TEXT UNDER STUDY START

As I walked around the cramped space, I looked to see if there was anything worth my time. Then I started to rummage through the office supplies and came across something that confirmed the resident was a hoarder: three Apple Magic Keyboards.
Legit, factory-sealed Apple Magic Keyboards. Unlike everything else they were missing a price tag and was afraid to ask and find out but I did. The guy just kind of eyeballed them when I asked.
“Hmmm, what are those, keyboards? Uhhhh…$3 each.” He grabbed his permanent marker and scribbled on them.
Holy, holy shit. Yes, the dude wrote $3 on each of them. After nearly passing out I roamed around a little more and found a few old film cameras for $1 each: two aim-and-shoots (one full-frame and one panorama), and a Kodak digital which still had the memory card in it with pictures on it. And yes, they will get used since Anthony has taken an interest in film photography/lomography.

TEXT UNDER STUDY END

= REQUIREMENT 1 =
In the excerpt, what price did the seller write on each keyboard?
= REQUIREMENT 2 =
Please copy the excerpt's passage from "Holy, holy shit." up to and including "in film photography/lomography.", with "memory card" renamed "SD card".
The rows after this point come from a separate source.

INFORMATION SHOWN START

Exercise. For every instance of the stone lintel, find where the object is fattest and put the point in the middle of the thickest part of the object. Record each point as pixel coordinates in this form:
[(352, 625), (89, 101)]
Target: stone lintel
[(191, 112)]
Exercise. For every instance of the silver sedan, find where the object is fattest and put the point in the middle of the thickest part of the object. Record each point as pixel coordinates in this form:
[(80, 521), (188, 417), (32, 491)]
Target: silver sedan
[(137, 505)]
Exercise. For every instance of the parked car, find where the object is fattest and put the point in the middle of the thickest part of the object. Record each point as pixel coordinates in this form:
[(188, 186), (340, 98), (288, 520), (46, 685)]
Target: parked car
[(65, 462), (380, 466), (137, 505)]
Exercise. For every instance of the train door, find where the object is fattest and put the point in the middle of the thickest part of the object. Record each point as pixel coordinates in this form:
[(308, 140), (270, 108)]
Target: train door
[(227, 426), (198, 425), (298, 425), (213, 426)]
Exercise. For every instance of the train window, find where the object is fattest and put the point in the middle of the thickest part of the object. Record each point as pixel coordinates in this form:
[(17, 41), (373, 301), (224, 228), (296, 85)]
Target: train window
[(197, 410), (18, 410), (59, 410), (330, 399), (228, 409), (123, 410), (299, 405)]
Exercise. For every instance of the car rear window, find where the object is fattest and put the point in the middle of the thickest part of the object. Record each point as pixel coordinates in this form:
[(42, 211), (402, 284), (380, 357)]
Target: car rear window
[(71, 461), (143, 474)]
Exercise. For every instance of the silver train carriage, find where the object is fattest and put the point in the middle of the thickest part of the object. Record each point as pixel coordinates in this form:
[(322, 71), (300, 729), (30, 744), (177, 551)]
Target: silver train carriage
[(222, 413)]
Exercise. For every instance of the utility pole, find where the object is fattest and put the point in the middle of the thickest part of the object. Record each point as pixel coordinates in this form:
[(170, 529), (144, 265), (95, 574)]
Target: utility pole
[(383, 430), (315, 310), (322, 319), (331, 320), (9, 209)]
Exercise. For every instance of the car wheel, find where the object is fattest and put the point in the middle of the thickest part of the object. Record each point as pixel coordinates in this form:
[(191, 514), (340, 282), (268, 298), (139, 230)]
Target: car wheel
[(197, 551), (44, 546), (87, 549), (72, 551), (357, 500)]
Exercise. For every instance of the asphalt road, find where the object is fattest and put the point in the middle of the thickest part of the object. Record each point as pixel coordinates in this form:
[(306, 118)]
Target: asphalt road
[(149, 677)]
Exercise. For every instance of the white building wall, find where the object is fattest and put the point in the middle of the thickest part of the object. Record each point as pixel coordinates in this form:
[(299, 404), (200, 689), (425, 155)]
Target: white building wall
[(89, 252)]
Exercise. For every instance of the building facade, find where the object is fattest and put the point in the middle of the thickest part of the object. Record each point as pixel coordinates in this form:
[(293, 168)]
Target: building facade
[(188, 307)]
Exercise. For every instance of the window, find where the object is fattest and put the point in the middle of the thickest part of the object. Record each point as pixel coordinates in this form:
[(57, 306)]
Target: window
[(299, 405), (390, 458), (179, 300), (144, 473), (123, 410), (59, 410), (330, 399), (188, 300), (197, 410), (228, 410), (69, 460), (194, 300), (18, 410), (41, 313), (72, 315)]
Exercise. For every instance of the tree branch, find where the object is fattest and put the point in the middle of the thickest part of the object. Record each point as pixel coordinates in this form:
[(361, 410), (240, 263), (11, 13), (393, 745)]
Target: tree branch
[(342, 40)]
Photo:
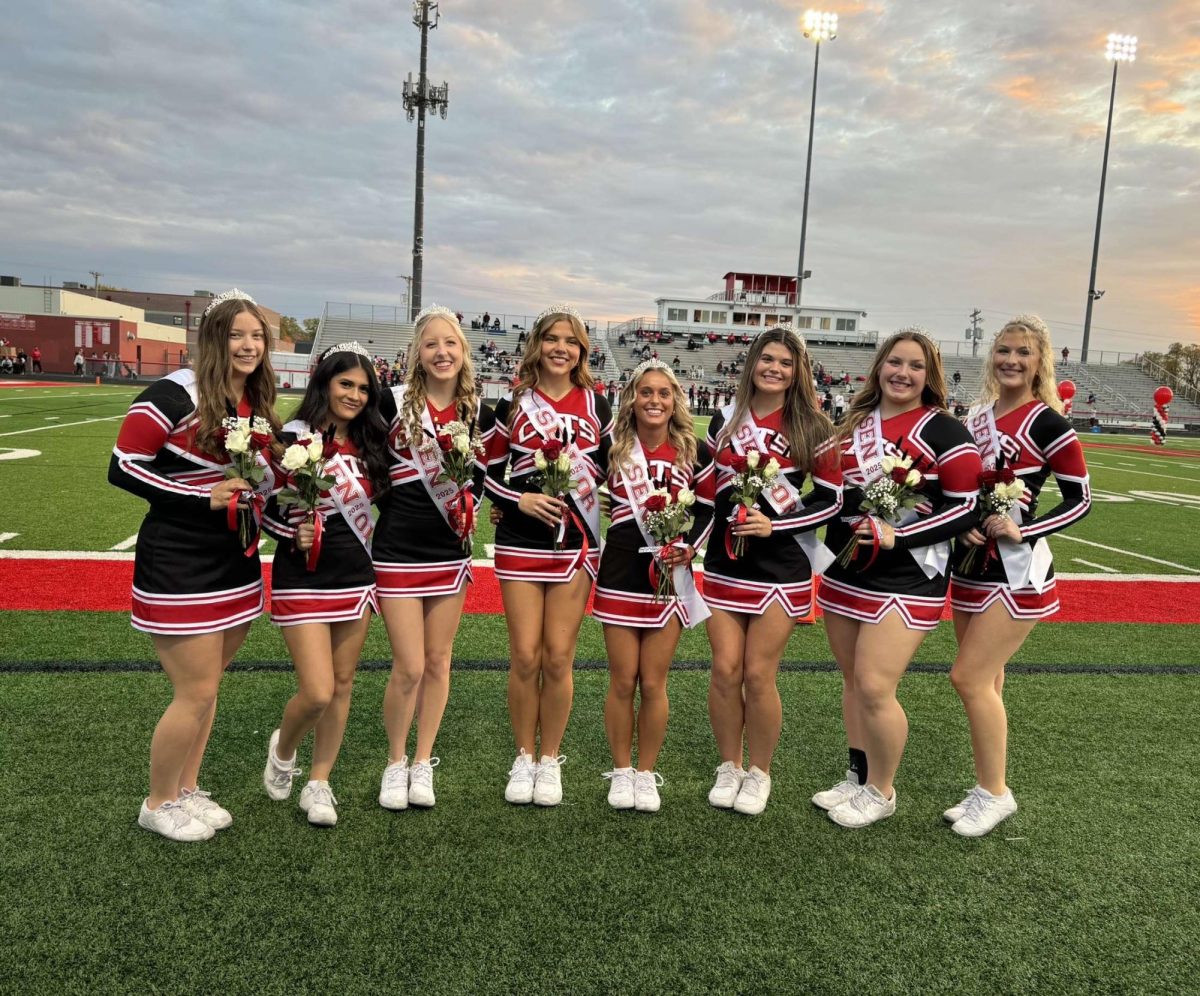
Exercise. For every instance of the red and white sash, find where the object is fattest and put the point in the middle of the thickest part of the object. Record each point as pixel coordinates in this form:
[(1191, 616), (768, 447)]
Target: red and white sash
[(933, 559), (639, 485), (780, 493), (545, 420), (426, 460), (1025, 564)]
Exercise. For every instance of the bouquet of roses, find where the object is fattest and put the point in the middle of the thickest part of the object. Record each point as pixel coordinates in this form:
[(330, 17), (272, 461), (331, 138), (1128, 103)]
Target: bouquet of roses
[(886, 498), (555, 474), (305, 463), (459, 444), (244, 441), (667, 517), (750, 477), (1000, 490)]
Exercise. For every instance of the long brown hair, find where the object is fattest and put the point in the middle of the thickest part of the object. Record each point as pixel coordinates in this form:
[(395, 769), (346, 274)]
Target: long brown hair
[(415, 389), (529, 370), (804, 424), (681, 432), (1045, 387), (933, 394), (214, 375)]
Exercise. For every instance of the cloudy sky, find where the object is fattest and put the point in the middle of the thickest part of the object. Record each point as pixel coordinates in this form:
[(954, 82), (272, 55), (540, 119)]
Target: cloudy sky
[(612, 151)]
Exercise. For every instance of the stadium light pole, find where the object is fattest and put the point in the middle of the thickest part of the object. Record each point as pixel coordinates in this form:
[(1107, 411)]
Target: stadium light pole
[(820, 27), (418, 99), (1121, 48)]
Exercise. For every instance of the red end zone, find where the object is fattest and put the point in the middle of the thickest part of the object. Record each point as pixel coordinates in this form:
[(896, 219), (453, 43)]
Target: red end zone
[(103, 586)]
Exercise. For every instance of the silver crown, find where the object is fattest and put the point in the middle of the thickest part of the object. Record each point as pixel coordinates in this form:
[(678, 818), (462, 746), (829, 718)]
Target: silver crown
[(559, 310), (347, 347), (435, 310), (229, 295)]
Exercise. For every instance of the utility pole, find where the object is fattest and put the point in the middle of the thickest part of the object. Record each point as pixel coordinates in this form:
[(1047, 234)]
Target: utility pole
[(418, 99), (976, 333)]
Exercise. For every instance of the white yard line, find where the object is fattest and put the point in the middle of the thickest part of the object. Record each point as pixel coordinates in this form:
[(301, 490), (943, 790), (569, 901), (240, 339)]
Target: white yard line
[(61, 425), (1127, 553), (1090, 564)]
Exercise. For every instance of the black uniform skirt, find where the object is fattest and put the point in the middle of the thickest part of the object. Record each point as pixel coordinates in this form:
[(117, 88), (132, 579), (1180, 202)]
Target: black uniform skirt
[(193, 577)]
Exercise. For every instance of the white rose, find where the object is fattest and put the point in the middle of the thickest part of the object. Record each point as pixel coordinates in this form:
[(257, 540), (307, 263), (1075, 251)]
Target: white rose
[(238, 442), (295, 456)]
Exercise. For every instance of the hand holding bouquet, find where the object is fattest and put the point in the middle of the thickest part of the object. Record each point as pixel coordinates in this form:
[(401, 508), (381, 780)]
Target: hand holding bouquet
[(750, 477), (667, 517), (886, 498)]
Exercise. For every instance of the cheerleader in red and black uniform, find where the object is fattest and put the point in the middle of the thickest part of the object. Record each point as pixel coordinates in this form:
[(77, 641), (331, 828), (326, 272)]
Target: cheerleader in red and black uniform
[(546, 547), (323, 599), (756, 594), (423, 543), (880, 607), (654, 449), (195, 587), (1000, 597)]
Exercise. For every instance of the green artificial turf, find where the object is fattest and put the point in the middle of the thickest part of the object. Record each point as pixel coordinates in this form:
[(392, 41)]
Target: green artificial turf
[(1089, 888)]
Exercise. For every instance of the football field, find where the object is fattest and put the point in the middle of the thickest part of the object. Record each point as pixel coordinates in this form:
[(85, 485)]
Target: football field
[(1091, 887)]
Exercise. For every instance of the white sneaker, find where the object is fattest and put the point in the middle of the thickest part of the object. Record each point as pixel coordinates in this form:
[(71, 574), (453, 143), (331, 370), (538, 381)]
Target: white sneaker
[(957, 813), (277, 774), (521, 778), (198, 804), (865, 808), (984, 813), (843, 792), (621, 787), (725, 789), (754, 792), (420, 783), (394, 787), (173, 822), (317, 799), (547, 783), (646, 791)]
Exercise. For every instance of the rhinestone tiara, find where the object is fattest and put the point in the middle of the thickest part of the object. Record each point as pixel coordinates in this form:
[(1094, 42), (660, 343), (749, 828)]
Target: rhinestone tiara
[(436, 310), (559, 310), (229, 295)]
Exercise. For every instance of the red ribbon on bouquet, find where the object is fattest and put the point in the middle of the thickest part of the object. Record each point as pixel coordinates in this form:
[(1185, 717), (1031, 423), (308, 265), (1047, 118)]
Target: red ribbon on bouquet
[(255, 505), (739, 519), (318, 534)]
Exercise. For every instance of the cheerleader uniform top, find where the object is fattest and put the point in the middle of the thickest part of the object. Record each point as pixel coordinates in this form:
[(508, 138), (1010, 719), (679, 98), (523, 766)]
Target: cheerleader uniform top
[(412, 528), (774, 559), (1035, 442), (945, 454), (585, 419)]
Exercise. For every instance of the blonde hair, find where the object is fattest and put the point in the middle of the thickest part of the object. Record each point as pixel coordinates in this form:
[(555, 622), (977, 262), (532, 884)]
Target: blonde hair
[(214, 375), (933, 394), (681, 432), (1045, 387), (804, 424), (415, 389), (529, 370)]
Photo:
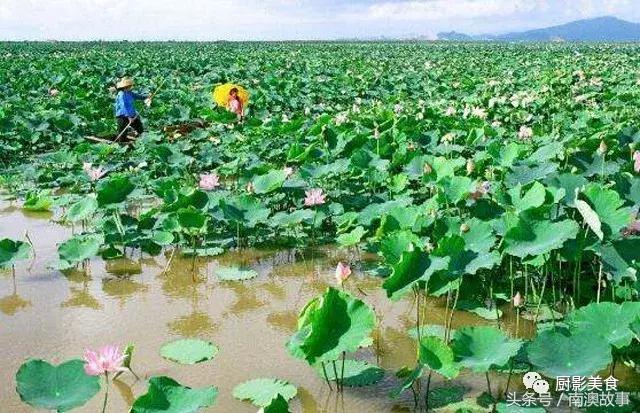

INFORMATION SHOWN END

= EXERCISE OUTPUT 1 =
$3 each.

= EXERCISE OUTPUT 2 =
Holy, holy shit. Yes, the dude wrote $3 on each of them. After nearly passing out I roamed around a little more and found a few old film cameras for $1 each: two aim-and-shoots (one full-frame and one panorama), and a Kodak digital which still had the SD card in it with pictures on it. And yes, they will get used since Anthony has taken an interest in film photography/lomography.